____ Text

Australian aircraft engine

The CAMit 3300 is an Australian lightweight four-stroke, 6-cylinder, horizontally opposed air-cooled aircraft engine. Direct drive and using a solid-lifter valvetrain, the 3300 develops 127 hp at 3300rpm.

The engine was manufactured by CAMit Pty Ltd, of Bundaberg, Queensland, Australia. CAMit has manufactured engines for Jabiru since the Italian-sourced engines used by Jabiru became unavailable in 1991. After receiving requests for and producing aftermarket Jabiru engine parts, CAMit went on to produce whole engines incorporating these modifications in late 2013.

Many parts are interchangeable with the original components from Jabiru 3300 engine. However, in terms of component design, lubrication, valve train operation and metallurgy, the CAE engine is a completely different motor to the Jabiru design.

The CAMit series of engines are classed as Experimental. Each serial number includes 'SLRE', designating 'Solid-Lifter Revised Experimental'.

________
____ Record extracts

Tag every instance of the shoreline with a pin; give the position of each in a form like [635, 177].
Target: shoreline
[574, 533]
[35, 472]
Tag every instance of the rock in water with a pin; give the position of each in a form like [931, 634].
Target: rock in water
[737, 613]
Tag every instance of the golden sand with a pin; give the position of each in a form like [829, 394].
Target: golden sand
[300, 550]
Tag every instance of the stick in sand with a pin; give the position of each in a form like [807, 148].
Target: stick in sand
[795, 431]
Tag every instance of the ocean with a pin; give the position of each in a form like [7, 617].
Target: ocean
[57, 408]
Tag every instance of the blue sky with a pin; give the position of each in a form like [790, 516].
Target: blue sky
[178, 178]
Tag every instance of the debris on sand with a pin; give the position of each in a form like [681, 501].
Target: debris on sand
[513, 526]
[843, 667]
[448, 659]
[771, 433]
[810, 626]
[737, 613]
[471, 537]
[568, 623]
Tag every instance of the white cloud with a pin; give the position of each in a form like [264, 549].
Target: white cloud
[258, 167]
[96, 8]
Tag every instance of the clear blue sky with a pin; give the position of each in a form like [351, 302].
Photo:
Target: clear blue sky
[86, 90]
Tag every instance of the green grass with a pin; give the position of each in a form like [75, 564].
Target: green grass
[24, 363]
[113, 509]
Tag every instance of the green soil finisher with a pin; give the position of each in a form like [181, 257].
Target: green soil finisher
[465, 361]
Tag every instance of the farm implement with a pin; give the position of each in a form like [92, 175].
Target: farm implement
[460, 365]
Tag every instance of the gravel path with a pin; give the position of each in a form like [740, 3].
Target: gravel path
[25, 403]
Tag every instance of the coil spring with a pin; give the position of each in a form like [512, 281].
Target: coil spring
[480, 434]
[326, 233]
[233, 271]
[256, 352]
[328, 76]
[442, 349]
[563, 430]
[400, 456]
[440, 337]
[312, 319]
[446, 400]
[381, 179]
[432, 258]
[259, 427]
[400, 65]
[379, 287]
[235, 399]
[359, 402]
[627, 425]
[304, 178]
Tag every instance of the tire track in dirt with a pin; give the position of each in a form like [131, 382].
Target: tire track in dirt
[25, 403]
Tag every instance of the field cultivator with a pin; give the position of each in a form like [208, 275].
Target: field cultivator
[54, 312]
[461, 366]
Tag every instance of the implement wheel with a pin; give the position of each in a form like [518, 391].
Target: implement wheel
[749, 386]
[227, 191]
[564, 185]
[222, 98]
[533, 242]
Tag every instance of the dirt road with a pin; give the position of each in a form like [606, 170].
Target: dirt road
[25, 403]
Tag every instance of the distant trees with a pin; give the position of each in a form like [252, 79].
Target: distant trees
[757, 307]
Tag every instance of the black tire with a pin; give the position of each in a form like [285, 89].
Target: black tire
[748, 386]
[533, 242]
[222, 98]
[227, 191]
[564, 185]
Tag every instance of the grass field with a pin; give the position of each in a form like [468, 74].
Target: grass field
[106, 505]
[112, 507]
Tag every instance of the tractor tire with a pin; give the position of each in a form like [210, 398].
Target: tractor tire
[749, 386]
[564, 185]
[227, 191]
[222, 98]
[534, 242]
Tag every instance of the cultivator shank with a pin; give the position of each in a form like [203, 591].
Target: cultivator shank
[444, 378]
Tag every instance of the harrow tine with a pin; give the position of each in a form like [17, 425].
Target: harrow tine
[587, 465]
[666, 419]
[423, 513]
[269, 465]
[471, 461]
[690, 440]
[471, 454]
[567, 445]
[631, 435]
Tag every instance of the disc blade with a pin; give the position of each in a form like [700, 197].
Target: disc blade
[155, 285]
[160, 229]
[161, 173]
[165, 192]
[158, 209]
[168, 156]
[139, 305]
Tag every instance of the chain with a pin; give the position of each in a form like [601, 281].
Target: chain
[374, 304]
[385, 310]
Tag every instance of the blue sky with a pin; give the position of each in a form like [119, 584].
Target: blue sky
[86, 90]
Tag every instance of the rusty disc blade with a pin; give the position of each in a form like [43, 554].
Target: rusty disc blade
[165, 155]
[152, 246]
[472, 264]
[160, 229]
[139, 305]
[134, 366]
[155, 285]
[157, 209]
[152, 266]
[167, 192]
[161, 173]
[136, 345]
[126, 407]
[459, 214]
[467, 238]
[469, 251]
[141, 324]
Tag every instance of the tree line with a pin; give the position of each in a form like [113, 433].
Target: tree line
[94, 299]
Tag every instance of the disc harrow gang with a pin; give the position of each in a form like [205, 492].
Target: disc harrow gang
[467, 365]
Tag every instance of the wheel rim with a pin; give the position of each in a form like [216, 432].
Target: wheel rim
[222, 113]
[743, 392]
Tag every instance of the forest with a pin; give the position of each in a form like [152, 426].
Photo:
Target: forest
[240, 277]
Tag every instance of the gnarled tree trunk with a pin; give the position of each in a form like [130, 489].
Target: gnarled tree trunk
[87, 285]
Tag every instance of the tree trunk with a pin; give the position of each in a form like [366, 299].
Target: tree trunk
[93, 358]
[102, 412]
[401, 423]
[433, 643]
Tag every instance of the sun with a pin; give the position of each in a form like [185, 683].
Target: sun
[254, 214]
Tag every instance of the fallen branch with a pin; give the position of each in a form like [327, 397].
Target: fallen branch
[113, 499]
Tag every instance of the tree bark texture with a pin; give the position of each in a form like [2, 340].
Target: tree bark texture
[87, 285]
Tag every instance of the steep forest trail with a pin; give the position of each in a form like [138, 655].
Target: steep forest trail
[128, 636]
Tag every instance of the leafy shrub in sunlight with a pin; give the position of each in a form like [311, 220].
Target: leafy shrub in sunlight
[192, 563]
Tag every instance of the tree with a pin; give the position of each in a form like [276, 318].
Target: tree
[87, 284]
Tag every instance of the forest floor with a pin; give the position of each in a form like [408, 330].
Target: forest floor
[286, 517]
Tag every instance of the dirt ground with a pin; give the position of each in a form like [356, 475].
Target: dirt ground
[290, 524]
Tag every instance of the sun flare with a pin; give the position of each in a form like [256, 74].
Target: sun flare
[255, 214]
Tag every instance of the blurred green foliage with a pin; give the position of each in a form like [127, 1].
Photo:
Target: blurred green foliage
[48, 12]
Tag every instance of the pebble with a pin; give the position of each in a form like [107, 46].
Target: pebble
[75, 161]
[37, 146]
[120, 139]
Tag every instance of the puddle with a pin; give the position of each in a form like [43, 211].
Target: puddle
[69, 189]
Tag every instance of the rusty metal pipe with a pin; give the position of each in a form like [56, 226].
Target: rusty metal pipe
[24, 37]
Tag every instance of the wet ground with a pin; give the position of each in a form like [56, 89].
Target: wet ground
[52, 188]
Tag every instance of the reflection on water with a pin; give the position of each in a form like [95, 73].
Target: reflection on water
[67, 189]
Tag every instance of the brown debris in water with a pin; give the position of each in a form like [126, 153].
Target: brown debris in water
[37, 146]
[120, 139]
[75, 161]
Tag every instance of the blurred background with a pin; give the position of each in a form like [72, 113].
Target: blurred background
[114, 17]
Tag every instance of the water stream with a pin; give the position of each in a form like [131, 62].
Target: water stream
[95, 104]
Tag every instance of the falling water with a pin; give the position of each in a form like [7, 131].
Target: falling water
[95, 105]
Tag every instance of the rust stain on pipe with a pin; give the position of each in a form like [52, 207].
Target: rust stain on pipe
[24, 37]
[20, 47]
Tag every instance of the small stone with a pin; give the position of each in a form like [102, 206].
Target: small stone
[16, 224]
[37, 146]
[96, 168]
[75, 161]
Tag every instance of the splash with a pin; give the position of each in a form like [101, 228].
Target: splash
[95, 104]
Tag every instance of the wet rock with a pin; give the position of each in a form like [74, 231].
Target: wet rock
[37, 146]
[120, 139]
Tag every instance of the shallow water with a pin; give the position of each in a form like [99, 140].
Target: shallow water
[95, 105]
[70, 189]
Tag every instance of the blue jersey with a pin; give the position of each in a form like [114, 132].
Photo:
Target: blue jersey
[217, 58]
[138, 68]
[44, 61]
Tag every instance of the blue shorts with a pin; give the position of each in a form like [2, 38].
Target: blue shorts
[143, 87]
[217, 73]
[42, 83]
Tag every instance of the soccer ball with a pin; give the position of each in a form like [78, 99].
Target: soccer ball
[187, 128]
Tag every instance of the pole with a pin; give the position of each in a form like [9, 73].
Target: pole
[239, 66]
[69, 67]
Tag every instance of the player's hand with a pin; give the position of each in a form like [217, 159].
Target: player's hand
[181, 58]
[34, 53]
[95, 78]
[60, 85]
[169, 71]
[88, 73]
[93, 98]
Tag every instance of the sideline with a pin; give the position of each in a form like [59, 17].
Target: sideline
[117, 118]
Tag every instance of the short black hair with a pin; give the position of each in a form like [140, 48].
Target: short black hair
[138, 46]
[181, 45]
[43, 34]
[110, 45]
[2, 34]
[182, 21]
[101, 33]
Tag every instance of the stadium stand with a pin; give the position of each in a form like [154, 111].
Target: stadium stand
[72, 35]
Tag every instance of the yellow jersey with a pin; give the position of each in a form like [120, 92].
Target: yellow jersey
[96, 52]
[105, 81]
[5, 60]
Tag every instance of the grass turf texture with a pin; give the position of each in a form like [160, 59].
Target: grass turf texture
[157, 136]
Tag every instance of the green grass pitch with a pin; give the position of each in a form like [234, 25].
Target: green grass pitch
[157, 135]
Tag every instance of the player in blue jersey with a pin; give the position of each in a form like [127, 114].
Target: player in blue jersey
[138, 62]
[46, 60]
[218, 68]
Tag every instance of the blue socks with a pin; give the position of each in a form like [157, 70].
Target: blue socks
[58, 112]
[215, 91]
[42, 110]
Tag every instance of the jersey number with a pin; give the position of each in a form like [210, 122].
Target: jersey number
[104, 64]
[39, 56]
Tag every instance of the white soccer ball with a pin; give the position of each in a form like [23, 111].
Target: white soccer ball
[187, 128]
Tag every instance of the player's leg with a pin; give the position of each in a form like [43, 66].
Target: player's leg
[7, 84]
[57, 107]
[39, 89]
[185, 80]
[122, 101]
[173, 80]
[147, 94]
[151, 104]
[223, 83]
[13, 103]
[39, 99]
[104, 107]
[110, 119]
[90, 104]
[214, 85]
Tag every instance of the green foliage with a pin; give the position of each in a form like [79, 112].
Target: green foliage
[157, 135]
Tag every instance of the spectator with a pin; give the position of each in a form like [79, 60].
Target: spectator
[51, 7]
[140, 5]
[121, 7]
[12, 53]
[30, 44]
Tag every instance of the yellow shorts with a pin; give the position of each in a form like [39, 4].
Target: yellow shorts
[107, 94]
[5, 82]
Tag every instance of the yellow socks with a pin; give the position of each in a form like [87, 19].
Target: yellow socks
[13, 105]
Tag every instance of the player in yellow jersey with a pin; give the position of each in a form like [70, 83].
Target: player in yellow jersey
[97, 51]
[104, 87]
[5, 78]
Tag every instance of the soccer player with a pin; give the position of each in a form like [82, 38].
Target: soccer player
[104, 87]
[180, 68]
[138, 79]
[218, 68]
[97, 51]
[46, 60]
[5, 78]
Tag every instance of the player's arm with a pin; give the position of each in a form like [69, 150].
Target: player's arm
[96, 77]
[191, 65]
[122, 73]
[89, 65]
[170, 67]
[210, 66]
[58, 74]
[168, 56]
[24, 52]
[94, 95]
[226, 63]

________

» **Exercise tasks**
(1) Answer these from the CAMit 3300 text:
(a) At what engine speed does the 3300 develop 127 hp?
(b) Where is CAMit Pty Ltd located?
(c) What does 'SLRE' in each serial number stand for?
(2) From the CAMit 3300 text, extract the passage between "The CAMit 3300" and "the Jabiru design.", inclusive.

» **Written answers**
(1)
(a) 3300rpm
(b) Bundaberg, Queensland, Australia
(c) Solid-Lifter Revised Experimental

(2)
The CAMit 3300 is an Australian lightweight four-stroke, 6-cylinder, horizontally opposed air-cooled aircraft engine. Direct drive and using a solid-lifter valvetrain, the 3300 develops 127 hp at 3300rpm.

The engine was manufactured by CAMit Pty Ltd, of Bundaberg, Queensland, Australia. CAMit has manufactured engines for Jabiru since the Italian-sourced engines used by Jabiru became unavailable in 1991. After receiving requests for and producing aftermarket Jabiru engine parts, CAMit went on to produce whole engines incorporating these modifications in late 2013.

Many parts are interchangeable with the original components from Jabiru 3300 engine. However, in terms of component design, lubrication, valve train operation and metallurgy, the CAE engine is a completely different motor to the Jabiru design.